### Given text
Bryan Easson keen to ease pressure on players despite long run of losses

WHEN a team is on a long losing run, it is common for the head coach in question to exhibit anger or frustration after each defeat. Not so Bryan Easson.

Scotland’s 55-0 loss to France in the TikTok Women’s Six Nations on Sunday was their 12th on the bounce in all competitions. But rather than indulge in rancour or recriminations, Easson, as is his custom, preferred to project a semblance of serenity.

In part, this may be a strategy designed to ease the pressure on his players; to prevent the accumulated gloom of loss after loss from becoming too heavy a burden. But it is also apparently because the coach believes that the results only tell part of the story, and that, despite what that run of losses may suggest, his team are making progress.

“I think you’ve already seen progress from last year,” Easson insisted after the match in Brittany – Scotland’s third loss in this year’s Championship following a 58-7 defeat by England in Newcastle and a 34-22 loss to Wales at the DAM Health Stadium.

“Let’s look at the three games we’ve played – Wales was decided in pretty much the last play of the game, then we’ve played the best and the third-best teams in the world.

“We’re playing against some of the best teams in the world who have been professional for a long time and have got a massive amount of players available. To compare us against England and France at the moment – I don’t think we can yet. But the Welsh game, then Italy and Ireland

– that’s where we want to gauge ourselves.”

[Pointing and labeling listing]
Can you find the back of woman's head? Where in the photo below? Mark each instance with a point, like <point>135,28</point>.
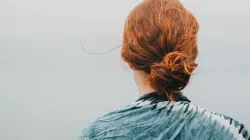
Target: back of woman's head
<point>160,38</point>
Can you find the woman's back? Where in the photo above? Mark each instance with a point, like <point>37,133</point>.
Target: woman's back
<point>160,46</point>
<point>154,117</point>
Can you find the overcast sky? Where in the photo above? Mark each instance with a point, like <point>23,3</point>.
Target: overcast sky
<point>50,89</point>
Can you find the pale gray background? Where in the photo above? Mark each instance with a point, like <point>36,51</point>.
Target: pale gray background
<point>50,89</point>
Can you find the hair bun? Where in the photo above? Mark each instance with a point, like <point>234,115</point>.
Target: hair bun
<point>172,73</point>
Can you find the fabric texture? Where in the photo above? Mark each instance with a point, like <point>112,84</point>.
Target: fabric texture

### To be done
Copy out the Bryan Easson article above in full, word for word.

### Completed exercise
Bryan Easson keen to ease pressure on players despite long run of losses

WHEN a team is on a long losing run, it is common for the head coach in question to exhibit anger or frustration after each defeat. Not so Bryan Easson.

Scotland’s 55-0 loss to France in the TikTok Women’s Six Nations on Sunday was their 12th on the bounce in all competitions. But rather than indulge in rancour or recriminations, Easson, as is his custom, preferred to project a semblance of serenity.

In part, this may be a strategy designed to ease the pressure on his players; to prevent the accumulated gloom of loss after loss from becoming too heavy a burden. But it is also apparently because the coach believes that the results only tell part of the story, and that, despite what that run of losses may suggest, his team are making progress.

“I think you’ve already seen progress from last year,” Easson insisted after the match in Brittany – Scotland’s third loss in this year’s Championship following a 58-7 defeat by England in Newcastle and a 34-22 loss to Wales at the DAM Health Stadium.

“Let’s look at the three games we’ve played – Wales was decided in pretty much the last play of the game, then we’ve played the best and the third-best teams in the world.

“We’re playing against some of the best teams in the world who have been professional for a long time and have got a massive amount of players available. To compare us against England and France at the moment – I don’t think we can yet. But the Welsh game, then Italy and Ireland

– that’s where we want to gauge ourselves.”